**TASK MATERIAL**

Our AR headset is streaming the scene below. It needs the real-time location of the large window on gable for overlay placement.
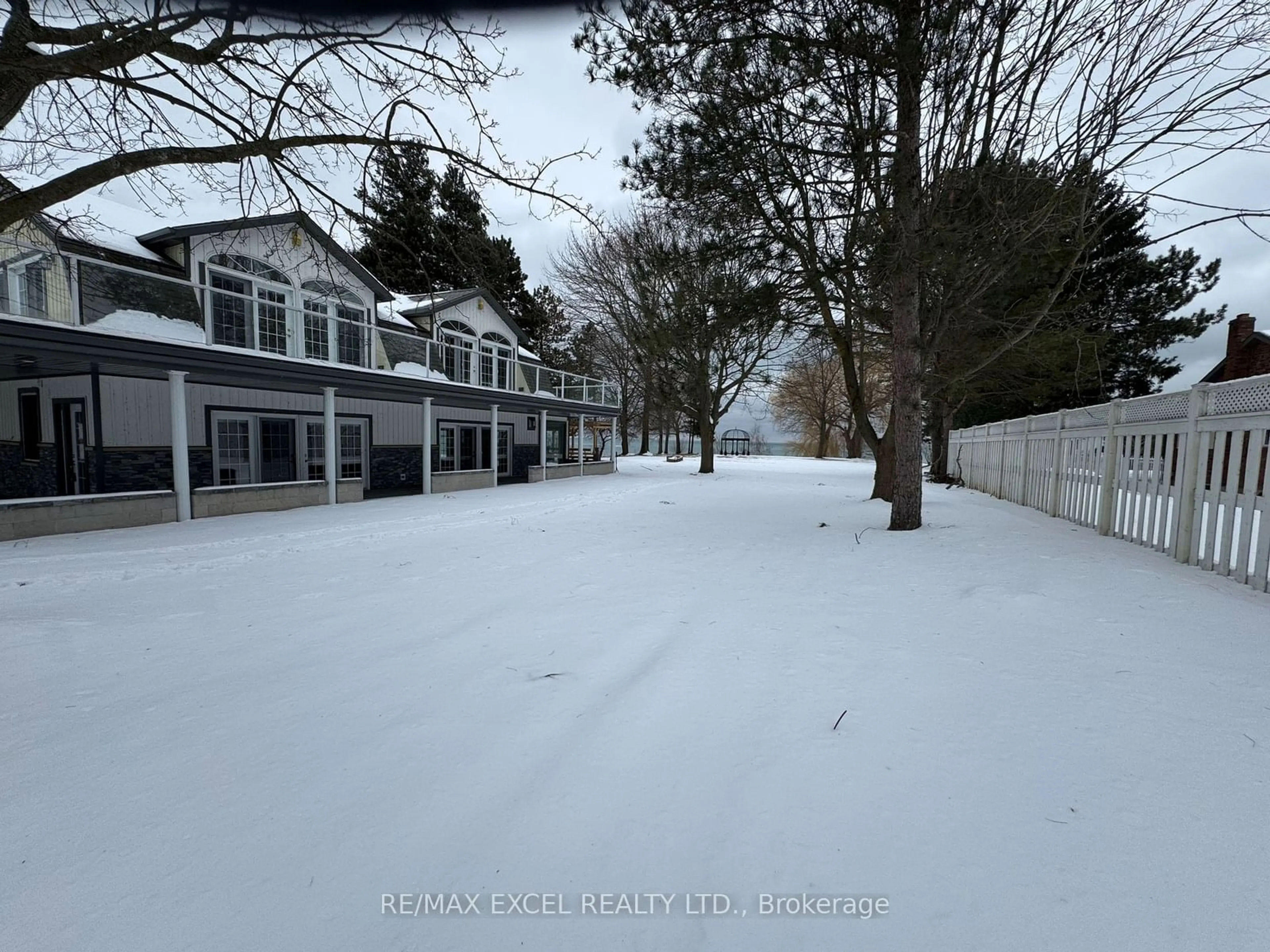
[207,254,292,354]
[300,281,371,367]
[480,331,514,390]
[437,321,476,383]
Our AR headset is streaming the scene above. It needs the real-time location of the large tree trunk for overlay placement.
[697,385,714,476]
[869,421,895,503]
[877,0,922,531]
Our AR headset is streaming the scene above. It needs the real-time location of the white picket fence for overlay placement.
[949,375,1270,591]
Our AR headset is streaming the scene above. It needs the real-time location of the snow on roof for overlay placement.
[35,185,170,261]
[89,311,207,344]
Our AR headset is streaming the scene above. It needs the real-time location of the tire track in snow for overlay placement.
[0,486,652,590]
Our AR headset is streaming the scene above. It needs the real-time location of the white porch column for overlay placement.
[321,387,339,505]
[422,397,432,495]
[168,371,190,522]
[538,410,547,480]
[485,404,498,482]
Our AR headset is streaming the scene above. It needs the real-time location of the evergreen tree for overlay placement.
[356,142,440,291]
[357,143,532,322]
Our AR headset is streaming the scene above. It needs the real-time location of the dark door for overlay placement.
[260,416,296,482]
[458,426,476,470]
[547,420,567,463]
[53,400,88,496]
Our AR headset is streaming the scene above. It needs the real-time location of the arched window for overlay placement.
[300,281,369,367]
[437,321,476,383]
[437,321,476,337]
[207,255,291,284]
[207,254,292,354]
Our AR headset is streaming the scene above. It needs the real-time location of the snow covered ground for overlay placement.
[0,458,1270,952]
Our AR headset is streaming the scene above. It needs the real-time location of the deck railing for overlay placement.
[0,236,621,408]
[949,375,1270,591]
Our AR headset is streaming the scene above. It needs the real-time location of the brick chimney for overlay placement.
[1222,313,1257,379]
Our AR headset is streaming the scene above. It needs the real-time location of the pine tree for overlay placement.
[356,142,440,291]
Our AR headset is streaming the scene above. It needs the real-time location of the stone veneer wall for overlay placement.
[371,444,423,491]
[190,479,362,519]
[512,443,538,479]
[0,490,177,541]
[432,470,498,494]
[0,443,57,499]
[100,447,215,493]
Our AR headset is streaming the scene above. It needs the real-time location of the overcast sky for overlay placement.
[45,6,1270,439]
[465,8,1270,430]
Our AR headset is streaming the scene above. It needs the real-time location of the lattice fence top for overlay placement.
[1120,390,1190,423]
[1063,404,1109,430]
[950,373,1270,439]
[1208,375,1270,416]
[1033,414,1058,433]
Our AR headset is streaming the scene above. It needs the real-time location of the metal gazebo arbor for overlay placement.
[719,429,749,456]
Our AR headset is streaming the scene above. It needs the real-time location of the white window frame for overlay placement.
[298,281,371,367]
[212,410,371,486]
[206,254,304,357]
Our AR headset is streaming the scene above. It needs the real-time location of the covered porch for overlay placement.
[0,317,616,537]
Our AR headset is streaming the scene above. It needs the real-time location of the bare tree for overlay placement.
[0,0,584,230]
[575,0,1270,529]
[768,337,889,457]
[552,210,786,473]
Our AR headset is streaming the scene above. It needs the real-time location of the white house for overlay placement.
[0,206,617,537]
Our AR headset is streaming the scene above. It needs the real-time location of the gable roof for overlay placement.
[1199,330,1270,383]
[137,212,393,301]
[386,288,529,344]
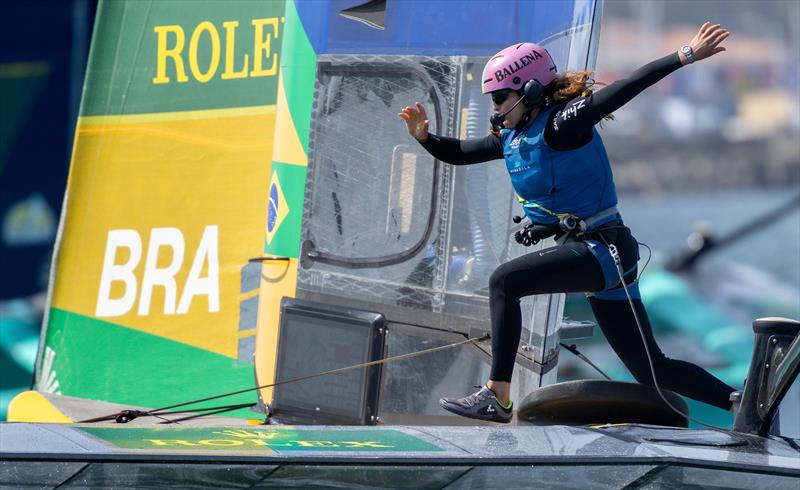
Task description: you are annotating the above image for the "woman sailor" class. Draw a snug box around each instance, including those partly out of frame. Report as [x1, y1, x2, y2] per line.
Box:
[399, 22, 734, 422]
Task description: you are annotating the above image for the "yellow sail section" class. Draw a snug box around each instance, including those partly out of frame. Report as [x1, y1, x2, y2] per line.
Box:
[53, 106, 275, 357]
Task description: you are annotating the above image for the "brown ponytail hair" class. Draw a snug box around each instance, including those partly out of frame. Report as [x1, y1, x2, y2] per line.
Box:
[546, 70, 614, 120]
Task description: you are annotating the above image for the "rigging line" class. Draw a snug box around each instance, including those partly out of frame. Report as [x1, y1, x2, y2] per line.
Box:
[559, 342, 612, 381]
[84, 333, 491, 423]
[158, 403, 253, 424]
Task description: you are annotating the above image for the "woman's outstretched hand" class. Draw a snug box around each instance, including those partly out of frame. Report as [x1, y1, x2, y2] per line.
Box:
[689, 22, 731, 61]
[397, 102, 428, 143]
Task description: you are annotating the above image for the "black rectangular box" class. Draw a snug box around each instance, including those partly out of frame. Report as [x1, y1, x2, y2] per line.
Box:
[273, 298, 386, 425]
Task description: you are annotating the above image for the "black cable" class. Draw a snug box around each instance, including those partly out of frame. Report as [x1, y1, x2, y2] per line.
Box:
[78, 333, 491, 424]
[156, 403, 253, 424]
[559, 342, 612, 381]
[636, 241, 653, 281]
[598, 233, 741, 440]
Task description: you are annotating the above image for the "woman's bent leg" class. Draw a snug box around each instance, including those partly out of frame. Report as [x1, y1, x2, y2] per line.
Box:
[489, 242, 604, 382]
[589, 298, 734, 410]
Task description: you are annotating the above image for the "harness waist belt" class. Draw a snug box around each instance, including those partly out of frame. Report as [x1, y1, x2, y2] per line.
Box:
[579, 206, 622, 231]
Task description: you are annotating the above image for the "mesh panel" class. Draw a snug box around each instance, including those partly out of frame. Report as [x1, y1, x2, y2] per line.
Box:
[298, 55, 552, 335]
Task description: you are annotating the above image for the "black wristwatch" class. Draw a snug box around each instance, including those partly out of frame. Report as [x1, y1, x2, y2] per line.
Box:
[681, 44, 694, 63]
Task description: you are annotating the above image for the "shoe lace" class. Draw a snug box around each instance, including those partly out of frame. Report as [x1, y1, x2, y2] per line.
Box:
[464, 386, 489, 407]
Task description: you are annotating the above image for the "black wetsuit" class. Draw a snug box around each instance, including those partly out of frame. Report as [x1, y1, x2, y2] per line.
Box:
[422, 54, 734, 410]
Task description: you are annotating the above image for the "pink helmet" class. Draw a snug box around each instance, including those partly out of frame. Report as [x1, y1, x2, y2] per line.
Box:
[483, 43, 556, 94]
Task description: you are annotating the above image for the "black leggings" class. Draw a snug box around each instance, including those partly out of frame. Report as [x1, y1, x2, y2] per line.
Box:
[489, 227, 734, 410]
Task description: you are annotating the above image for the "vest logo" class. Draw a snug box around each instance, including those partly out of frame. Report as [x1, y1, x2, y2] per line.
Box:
[95, 225, 219, 318]
[267, 172, 289, 245]
[153, 17, 284, 85]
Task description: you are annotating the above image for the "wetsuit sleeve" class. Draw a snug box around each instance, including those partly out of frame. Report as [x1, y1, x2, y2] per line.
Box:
[420, 134, 503, 165]
[545, 53, 682, 150]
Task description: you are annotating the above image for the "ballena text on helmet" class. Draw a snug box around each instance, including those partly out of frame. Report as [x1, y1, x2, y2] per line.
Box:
[494, 50, 542, 82]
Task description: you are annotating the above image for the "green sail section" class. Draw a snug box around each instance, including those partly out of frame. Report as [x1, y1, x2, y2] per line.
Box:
[37, 308, 257, 418]
[281, 0, 317, 153]
[80, 0, 284, 116]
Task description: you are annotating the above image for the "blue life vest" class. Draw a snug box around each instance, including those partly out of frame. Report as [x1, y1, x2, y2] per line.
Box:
[500, 107, 617, 224]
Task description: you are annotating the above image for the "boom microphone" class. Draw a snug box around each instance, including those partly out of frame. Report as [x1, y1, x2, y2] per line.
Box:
[489, 97, 524, 131]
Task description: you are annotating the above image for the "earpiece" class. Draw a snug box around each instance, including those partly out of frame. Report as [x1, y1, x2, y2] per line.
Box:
[522, 80, 544, 109]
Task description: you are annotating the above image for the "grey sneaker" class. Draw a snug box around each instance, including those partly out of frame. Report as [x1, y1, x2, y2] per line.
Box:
[439, 386, 514, 424]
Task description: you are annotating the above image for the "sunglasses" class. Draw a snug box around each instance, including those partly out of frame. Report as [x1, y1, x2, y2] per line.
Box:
[491, 89, 513, 105]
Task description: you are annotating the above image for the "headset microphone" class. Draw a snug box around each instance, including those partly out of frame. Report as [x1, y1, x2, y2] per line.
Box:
[489, 97, 524, 131]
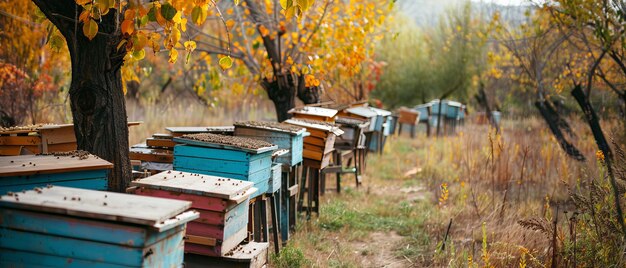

**REQUIREMENTS**
Rewrite the material from the line containing "fence for overlay placement." through the line containing "[89,311,207,344]", both included. Multiply each bounding-box coordinate by 0.75 and round it to a whole number, rounding halves up, and leave all other text unchanged.

**EXERCISE SOLUTION**
Our AR headset is streaming the scene above. It needs the real-time location of the white picket fence for overlay placement.
[712,281,953,443]
Our AR headset is streaming the scene above. It needs the real-time location of the snow on roof for overlay placement.
[26,139,128,196]
[67,233,155,258]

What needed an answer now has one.